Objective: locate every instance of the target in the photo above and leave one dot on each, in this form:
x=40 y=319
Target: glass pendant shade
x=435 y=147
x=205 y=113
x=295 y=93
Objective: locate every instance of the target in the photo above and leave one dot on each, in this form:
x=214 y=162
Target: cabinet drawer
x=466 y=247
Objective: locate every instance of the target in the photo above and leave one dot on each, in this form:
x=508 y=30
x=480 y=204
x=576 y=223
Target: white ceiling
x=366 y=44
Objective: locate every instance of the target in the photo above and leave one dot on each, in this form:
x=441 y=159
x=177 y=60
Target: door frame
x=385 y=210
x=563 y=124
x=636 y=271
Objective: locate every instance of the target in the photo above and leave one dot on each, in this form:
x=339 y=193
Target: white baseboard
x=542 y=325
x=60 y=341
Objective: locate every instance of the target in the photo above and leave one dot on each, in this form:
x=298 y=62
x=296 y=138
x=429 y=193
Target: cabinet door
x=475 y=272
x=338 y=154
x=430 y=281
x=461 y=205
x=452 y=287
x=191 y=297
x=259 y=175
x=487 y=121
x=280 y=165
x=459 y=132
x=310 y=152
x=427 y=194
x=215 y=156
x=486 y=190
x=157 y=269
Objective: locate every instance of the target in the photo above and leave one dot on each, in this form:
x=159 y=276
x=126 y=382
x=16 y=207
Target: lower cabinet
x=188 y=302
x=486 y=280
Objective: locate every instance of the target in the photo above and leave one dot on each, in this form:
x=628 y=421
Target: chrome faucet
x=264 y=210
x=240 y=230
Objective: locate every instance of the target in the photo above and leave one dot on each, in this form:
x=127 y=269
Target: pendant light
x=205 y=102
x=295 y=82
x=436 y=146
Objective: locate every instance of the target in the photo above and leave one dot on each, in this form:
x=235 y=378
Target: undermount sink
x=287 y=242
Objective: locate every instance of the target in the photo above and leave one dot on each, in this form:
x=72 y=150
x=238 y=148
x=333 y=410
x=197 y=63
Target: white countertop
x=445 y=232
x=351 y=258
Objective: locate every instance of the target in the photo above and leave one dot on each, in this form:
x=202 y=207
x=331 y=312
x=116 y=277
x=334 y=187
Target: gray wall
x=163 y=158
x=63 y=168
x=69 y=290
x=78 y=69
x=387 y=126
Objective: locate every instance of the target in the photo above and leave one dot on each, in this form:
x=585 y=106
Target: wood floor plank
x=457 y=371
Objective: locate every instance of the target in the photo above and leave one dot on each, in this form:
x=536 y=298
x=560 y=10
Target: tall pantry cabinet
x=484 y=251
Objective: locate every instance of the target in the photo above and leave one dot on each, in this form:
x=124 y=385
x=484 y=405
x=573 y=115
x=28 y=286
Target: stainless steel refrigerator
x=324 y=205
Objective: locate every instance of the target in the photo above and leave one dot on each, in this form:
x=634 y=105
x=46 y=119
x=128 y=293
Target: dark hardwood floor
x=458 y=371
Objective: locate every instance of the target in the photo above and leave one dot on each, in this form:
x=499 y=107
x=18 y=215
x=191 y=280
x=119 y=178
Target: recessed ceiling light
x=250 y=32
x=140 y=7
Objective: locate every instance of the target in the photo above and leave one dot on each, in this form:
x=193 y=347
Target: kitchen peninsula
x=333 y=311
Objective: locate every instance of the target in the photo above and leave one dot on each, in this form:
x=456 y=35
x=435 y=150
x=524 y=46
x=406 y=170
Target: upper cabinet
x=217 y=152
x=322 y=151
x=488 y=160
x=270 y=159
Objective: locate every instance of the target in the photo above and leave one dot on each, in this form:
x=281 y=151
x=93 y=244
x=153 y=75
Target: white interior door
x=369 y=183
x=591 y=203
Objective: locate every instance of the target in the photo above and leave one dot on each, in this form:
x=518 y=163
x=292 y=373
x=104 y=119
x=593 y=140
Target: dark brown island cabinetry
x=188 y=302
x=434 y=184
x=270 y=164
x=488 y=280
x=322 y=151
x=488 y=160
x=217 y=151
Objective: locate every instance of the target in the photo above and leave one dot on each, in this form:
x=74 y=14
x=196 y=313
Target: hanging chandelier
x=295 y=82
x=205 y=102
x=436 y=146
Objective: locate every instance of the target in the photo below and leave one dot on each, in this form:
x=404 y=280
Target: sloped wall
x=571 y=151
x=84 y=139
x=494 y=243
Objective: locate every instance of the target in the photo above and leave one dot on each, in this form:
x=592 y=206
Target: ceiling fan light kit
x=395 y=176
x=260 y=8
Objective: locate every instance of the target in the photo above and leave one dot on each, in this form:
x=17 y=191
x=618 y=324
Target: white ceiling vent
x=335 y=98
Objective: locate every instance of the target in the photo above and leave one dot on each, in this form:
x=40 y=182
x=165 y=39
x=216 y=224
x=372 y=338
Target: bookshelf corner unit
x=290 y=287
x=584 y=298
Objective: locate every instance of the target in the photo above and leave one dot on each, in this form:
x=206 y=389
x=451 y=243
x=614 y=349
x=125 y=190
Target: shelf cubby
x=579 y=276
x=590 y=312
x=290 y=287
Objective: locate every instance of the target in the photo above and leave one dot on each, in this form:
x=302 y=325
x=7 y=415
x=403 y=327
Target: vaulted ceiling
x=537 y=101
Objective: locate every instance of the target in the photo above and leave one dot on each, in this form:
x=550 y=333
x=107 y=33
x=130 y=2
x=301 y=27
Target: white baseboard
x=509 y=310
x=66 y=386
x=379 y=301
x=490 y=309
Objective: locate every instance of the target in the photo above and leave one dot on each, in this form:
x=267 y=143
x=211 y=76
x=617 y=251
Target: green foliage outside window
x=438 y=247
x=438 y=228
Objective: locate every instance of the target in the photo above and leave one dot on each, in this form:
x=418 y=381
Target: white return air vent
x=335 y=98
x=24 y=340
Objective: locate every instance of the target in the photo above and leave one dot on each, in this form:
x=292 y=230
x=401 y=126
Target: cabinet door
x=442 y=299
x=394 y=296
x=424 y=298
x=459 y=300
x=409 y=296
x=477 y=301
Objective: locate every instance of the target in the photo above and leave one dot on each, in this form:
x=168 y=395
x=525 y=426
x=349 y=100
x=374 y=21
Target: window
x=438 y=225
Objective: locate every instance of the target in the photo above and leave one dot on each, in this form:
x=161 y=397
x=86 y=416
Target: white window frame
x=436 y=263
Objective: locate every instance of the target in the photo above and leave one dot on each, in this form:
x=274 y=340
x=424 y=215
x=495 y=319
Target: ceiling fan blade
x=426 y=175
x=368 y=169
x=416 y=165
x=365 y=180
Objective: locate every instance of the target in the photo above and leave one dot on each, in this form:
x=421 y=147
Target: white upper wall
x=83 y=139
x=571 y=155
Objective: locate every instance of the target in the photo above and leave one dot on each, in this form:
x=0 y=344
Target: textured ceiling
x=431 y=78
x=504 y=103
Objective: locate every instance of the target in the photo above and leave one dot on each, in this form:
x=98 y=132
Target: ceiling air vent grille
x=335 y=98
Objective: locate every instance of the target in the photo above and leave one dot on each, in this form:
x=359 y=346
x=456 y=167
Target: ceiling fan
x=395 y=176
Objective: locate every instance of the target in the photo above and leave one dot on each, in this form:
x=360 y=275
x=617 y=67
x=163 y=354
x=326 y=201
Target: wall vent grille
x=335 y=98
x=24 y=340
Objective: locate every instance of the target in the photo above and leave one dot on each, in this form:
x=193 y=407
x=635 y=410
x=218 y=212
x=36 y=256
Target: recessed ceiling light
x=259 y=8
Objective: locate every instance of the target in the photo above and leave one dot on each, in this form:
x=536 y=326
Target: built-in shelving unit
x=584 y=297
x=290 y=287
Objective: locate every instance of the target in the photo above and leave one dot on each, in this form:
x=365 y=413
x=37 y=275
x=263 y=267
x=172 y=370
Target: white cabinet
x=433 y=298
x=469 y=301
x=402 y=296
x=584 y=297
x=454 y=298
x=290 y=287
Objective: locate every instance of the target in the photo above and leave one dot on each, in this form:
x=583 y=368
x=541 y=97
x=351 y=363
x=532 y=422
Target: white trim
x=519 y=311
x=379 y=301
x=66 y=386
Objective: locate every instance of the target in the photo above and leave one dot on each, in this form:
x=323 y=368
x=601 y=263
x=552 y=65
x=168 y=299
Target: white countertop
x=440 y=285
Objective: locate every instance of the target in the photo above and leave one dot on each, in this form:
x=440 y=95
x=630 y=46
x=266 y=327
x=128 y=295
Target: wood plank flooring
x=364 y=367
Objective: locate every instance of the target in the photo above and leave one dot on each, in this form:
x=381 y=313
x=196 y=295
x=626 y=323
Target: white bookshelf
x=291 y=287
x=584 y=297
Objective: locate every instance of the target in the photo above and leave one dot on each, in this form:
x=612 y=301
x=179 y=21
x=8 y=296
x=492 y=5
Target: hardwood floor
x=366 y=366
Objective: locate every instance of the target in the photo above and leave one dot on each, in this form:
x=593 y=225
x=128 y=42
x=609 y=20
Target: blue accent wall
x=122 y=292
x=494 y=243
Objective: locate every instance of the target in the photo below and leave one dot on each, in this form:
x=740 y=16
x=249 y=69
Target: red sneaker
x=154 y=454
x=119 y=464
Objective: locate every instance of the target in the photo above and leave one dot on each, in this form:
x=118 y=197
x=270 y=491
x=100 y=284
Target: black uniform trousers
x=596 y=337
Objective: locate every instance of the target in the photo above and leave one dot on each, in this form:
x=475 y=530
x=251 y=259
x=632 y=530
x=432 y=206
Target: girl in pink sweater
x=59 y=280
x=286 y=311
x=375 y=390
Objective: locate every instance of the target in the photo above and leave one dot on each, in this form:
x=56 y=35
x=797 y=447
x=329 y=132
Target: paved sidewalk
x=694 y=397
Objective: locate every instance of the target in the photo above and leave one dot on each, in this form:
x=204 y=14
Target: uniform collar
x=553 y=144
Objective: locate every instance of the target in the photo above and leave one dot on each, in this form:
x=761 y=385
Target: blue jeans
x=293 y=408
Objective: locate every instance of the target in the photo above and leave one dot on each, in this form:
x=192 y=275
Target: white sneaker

════

- Task to carry out: When the line with "x=193 y=347" is reached in the data above, start copying there, and copy each line exactly until the line with "x=593 y=140" has been copied; copy nothing else.

- Worked solution:
x=193 y=347
Target: kitchen peninsula
x=333 y=311
Objective: locate every instance of the target in the photo above and leave one dot on each, in this form:
x=456 y=35
x=435 y=150
x=524 y=46
x=406 y=170
Target: upper cabinet
x=217 y=152
x=322 y=151
x=488 y=160
x=270 y=159
Objective: locate every instance of the target in the photo above and leave one dot on each, in this form:
x=281 y=151
x=93 y=244
x=153 y=75
Target: white interior door
x=369 y=183
x=591 y=203
Objective: locate every instance of the target in the photo above and leave one dot on each, in this form:
x=518 y=163
x=292 y=373
x=104 y=119
x=593 y=140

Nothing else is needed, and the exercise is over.